# Exercise material
◇ ◇ ◇

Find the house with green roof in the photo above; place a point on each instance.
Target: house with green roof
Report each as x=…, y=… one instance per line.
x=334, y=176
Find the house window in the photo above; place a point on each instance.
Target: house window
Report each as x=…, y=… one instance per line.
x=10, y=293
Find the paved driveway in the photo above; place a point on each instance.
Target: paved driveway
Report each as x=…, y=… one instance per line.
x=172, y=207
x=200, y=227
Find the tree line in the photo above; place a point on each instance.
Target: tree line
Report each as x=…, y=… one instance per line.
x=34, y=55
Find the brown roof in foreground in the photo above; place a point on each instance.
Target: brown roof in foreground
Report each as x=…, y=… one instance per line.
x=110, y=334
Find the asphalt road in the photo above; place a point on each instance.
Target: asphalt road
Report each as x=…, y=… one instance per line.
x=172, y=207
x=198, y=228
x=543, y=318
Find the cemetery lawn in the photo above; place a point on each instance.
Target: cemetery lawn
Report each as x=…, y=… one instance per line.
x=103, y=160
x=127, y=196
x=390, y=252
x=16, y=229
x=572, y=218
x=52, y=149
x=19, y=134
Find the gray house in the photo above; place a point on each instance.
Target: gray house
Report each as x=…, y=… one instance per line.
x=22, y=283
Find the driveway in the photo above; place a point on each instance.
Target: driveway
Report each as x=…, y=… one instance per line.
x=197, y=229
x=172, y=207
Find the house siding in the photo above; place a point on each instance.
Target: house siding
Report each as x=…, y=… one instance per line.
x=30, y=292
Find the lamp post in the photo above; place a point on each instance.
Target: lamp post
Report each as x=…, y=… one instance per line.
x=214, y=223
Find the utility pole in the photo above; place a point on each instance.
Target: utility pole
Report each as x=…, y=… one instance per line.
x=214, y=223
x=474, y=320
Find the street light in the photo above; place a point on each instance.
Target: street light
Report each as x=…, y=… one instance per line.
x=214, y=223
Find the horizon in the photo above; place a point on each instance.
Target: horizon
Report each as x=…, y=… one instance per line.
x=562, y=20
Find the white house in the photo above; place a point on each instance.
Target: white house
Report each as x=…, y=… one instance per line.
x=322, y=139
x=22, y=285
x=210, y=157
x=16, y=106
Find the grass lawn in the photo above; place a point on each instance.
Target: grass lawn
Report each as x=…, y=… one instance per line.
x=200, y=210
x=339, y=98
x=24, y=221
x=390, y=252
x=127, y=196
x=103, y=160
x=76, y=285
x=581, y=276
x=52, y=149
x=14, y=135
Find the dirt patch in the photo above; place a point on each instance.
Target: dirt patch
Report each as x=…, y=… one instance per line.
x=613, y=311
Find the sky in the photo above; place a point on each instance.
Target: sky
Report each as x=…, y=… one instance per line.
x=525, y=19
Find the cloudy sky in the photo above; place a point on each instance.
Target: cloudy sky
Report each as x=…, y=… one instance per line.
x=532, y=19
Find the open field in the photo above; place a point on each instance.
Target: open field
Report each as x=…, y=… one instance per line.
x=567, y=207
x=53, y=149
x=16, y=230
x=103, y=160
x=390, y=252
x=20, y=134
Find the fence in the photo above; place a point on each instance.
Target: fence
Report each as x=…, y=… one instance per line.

◇ ◇ ◇

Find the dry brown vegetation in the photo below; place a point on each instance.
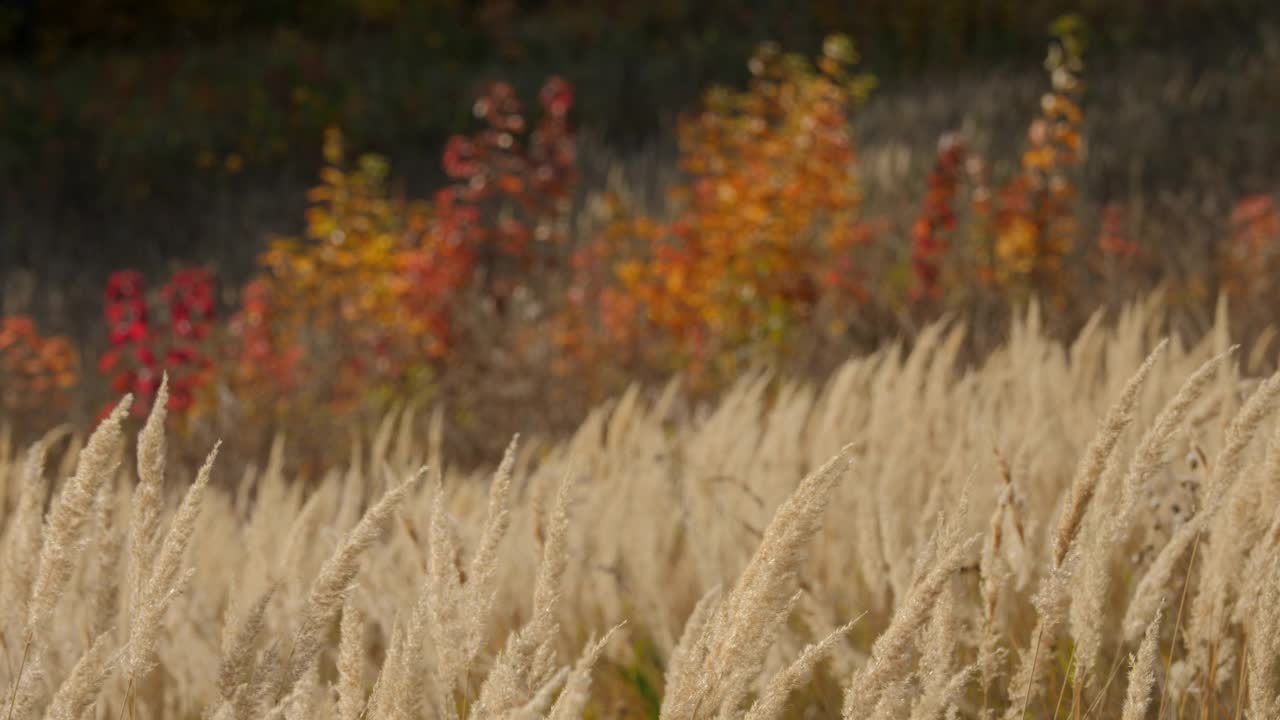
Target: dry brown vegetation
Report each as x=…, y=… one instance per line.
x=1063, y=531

◇ ◇ ◇

# What you are asked to do
Repeat word for word the lines of the listing above, from the line with "Find the white" up to and including the line with "x=14, y=135".

# Task response
Find the white house in the photo above; place a point on each instance.
Target: white house
Report each as x=…, y=… one instance per line.
x=322, y=139
x=22, y=285
x=210, y=157
x=16, y=106
Find the grass lawn in the photo above; place a point on each instance.
Target: grass lawn
Report each as x=…, y=… one instance per line.
x=200, y=210
x=339, y=98
x=24, y=221
x=390, y=252
x=127, y=196
x=103, y=160
x=76, y=285
x=581, y=276
x=52, y=149
x=14, y=135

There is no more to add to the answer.